* _Requirement_
The answer must consist of every line below containing "truck".

Referring expression data
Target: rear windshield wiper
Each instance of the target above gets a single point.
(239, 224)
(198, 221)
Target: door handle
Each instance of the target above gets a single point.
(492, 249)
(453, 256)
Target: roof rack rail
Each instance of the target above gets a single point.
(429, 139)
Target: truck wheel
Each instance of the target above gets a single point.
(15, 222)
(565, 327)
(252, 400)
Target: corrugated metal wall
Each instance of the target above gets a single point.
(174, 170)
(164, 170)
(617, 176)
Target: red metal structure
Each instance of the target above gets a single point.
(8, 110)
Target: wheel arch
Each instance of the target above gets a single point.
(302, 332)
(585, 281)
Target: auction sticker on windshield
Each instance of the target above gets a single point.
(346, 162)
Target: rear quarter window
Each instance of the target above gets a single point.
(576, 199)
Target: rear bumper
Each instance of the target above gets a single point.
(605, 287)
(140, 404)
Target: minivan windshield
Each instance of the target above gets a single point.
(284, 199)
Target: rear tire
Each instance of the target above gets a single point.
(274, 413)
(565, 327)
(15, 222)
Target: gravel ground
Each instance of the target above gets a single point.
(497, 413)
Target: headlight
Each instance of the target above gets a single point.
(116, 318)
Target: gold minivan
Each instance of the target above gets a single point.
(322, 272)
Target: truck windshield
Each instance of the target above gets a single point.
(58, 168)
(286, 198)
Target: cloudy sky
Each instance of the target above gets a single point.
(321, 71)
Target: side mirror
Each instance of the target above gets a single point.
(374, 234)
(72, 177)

* _Written solution_
Target: truck wheel
Target: truck windshield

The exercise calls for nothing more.